··· Task data ···

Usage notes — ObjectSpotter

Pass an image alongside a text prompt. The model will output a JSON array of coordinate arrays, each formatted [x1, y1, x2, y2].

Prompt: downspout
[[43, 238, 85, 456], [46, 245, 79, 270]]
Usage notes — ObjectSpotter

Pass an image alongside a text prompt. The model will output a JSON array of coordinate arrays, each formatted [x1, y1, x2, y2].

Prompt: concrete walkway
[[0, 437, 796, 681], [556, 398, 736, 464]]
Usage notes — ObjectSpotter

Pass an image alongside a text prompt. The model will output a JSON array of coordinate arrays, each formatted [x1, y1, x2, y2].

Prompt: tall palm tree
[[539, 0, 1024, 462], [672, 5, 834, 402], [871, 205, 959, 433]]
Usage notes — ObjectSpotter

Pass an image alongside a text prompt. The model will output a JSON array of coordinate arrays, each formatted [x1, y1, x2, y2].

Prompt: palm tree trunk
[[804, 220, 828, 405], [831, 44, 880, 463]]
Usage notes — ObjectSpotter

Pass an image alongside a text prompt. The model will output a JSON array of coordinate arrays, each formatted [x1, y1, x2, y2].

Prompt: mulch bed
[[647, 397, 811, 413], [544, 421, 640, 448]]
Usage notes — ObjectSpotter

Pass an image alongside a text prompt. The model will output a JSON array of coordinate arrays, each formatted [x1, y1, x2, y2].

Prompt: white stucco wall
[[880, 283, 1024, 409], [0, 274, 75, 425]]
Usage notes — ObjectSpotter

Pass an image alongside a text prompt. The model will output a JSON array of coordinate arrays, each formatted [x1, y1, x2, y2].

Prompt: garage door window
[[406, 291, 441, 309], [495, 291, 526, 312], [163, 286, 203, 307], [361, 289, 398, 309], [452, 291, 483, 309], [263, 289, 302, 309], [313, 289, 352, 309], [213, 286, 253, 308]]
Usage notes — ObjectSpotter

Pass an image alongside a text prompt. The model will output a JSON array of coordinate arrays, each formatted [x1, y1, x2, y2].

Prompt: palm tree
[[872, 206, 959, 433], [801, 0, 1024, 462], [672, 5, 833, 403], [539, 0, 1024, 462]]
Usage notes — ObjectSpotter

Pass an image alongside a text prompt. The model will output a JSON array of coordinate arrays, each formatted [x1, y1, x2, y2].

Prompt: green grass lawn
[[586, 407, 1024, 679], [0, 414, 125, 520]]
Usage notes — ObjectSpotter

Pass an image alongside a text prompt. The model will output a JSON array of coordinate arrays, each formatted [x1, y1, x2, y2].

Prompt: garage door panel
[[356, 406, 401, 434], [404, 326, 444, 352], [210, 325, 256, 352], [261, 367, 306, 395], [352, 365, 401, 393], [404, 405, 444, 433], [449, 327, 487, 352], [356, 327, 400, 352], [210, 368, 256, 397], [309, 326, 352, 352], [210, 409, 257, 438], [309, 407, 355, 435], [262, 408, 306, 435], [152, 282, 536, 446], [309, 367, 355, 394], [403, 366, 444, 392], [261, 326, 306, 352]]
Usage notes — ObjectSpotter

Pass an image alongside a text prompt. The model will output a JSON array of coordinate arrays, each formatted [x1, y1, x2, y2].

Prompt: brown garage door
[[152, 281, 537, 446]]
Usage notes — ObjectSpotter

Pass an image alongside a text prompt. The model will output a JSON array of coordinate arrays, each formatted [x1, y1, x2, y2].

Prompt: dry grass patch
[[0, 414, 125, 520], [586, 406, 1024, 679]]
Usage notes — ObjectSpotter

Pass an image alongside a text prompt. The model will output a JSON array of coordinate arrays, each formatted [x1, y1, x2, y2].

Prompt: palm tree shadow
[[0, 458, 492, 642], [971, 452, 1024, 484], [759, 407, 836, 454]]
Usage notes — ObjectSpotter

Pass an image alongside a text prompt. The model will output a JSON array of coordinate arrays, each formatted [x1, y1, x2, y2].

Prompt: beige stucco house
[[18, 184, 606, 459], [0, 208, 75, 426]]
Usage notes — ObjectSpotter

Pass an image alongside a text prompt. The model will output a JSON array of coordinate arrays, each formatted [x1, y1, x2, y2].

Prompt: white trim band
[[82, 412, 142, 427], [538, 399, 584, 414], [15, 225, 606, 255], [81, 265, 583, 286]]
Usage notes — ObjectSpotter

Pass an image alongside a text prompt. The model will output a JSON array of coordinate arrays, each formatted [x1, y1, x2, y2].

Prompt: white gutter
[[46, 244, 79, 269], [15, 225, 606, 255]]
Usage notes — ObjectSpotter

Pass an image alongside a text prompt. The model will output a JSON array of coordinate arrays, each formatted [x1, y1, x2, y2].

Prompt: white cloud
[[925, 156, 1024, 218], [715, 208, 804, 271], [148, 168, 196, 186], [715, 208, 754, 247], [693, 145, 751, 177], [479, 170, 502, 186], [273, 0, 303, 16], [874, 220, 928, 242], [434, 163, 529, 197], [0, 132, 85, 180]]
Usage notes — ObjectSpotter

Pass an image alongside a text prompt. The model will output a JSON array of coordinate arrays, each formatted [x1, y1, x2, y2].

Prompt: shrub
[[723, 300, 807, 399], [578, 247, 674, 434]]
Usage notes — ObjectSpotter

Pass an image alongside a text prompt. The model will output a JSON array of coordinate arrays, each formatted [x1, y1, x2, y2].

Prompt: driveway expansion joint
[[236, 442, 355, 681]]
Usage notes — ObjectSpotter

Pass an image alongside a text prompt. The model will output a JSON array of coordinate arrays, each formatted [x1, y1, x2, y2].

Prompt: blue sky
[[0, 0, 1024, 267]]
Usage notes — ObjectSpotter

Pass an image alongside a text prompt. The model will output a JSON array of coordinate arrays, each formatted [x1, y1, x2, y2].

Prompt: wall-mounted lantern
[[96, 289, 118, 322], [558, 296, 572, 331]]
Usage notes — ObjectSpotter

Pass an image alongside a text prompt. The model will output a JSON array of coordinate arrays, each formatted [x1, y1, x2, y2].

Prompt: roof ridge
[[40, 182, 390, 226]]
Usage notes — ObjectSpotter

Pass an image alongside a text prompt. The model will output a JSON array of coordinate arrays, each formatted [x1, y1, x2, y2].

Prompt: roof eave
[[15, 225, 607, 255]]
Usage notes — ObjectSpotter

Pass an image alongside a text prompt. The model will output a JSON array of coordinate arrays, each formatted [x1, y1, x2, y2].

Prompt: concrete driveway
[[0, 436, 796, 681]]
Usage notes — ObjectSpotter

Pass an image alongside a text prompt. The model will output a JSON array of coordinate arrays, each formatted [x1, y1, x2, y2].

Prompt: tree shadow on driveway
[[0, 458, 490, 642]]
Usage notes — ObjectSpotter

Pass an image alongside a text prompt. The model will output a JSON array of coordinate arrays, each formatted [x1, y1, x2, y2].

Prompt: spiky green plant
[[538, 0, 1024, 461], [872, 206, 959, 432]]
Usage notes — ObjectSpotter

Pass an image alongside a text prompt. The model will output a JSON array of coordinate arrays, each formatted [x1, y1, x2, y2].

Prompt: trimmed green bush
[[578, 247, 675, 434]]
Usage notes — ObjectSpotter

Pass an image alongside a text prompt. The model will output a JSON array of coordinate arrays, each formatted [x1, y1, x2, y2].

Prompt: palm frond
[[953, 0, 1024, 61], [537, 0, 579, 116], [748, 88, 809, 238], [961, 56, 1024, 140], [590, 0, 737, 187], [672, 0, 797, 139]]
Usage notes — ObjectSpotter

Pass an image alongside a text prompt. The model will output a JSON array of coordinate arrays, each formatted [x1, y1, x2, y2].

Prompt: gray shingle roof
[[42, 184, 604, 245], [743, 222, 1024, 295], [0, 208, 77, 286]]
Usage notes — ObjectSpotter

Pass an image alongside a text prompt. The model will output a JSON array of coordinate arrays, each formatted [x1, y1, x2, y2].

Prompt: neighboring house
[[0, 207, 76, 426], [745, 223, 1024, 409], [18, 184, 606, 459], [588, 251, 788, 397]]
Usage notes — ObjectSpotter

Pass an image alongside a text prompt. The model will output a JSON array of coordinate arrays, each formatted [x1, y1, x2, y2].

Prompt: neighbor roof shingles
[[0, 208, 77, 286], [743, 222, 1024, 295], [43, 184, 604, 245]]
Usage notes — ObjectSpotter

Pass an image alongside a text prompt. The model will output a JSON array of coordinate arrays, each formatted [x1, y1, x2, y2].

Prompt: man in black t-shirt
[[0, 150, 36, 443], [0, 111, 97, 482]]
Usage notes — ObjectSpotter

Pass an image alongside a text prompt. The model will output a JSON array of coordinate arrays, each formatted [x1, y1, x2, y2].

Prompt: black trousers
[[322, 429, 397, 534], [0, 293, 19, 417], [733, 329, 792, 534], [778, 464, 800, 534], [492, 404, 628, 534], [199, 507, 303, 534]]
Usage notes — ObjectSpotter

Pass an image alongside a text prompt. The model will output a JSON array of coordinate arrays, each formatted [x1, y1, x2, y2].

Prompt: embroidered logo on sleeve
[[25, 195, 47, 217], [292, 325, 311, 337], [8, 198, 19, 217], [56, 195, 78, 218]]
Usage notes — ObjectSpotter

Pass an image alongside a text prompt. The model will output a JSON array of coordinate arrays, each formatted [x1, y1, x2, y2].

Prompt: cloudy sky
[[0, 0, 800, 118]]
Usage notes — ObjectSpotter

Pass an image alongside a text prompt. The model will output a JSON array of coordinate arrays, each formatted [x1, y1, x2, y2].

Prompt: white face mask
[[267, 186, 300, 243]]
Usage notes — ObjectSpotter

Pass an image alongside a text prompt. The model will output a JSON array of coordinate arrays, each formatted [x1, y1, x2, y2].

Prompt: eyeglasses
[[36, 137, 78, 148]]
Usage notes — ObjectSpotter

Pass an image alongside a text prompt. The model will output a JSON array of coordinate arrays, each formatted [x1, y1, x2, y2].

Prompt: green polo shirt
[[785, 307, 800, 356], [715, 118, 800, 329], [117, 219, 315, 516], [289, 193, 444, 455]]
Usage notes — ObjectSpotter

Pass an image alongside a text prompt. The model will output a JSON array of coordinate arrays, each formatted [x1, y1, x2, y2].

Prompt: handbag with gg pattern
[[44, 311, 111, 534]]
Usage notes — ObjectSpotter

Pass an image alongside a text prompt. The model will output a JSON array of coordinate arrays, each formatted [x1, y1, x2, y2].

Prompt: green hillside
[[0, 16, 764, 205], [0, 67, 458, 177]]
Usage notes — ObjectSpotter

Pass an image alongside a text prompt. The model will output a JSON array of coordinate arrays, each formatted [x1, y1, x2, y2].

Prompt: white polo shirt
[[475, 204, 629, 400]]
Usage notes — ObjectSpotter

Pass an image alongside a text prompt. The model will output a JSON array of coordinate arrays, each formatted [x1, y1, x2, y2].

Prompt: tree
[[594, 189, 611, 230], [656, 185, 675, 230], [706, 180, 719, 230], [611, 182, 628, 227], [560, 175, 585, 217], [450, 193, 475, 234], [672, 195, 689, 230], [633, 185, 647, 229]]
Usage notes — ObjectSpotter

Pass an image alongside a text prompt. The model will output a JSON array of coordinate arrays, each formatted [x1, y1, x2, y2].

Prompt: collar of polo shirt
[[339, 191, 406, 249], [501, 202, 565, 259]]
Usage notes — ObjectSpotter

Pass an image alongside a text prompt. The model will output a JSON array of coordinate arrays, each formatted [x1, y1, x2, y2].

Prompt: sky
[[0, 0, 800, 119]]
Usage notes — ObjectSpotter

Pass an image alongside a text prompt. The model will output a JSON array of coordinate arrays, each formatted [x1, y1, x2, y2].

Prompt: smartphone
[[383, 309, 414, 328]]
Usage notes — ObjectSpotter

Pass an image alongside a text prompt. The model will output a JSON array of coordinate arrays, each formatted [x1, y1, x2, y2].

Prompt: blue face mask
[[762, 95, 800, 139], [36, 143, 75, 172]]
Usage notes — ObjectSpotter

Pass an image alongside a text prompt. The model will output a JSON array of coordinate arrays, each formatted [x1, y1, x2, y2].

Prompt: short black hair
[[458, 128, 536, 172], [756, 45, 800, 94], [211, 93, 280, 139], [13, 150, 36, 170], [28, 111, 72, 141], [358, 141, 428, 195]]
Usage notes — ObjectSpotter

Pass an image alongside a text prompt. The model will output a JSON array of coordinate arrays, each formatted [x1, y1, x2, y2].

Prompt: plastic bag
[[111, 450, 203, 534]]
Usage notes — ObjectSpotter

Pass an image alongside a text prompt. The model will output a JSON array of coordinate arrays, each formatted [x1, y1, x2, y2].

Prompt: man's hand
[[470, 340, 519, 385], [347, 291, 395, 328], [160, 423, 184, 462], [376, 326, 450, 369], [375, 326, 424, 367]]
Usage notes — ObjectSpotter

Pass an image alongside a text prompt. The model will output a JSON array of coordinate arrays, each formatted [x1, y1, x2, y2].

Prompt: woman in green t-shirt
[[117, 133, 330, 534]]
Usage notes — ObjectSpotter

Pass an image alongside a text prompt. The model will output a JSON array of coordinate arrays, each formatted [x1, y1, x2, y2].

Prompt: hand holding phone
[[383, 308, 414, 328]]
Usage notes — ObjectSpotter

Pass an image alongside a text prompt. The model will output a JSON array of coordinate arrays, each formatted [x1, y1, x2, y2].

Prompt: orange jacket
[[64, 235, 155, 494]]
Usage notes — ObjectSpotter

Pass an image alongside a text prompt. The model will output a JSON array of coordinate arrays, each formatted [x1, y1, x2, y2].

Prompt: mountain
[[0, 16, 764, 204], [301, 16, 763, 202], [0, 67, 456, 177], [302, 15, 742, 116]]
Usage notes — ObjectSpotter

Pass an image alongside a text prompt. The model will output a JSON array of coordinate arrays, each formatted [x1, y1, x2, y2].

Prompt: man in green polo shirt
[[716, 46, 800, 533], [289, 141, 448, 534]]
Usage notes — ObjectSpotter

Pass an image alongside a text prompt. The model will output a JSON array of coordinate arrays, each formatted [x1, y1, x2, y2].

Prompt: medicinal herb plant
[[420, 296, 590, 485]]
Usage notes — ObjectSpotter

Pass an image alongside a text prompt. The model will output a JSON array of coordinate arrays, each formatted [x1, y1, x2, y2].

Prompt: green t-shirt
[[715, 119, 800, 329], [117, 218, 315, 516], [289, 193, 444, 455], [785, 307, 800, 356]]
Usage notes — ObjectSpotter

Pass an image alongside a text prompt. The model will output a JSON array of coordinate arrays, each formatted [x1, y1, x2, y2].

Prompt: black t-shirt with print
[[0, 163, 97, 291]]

···

§ Goal of the exercise:
Select every line in the records containing the word "driveway", and treat case as significant.

§ Final result:
Prompt: driveway expansion joint
Prompt: concrete driveway
Prompt: tree shadow on driveway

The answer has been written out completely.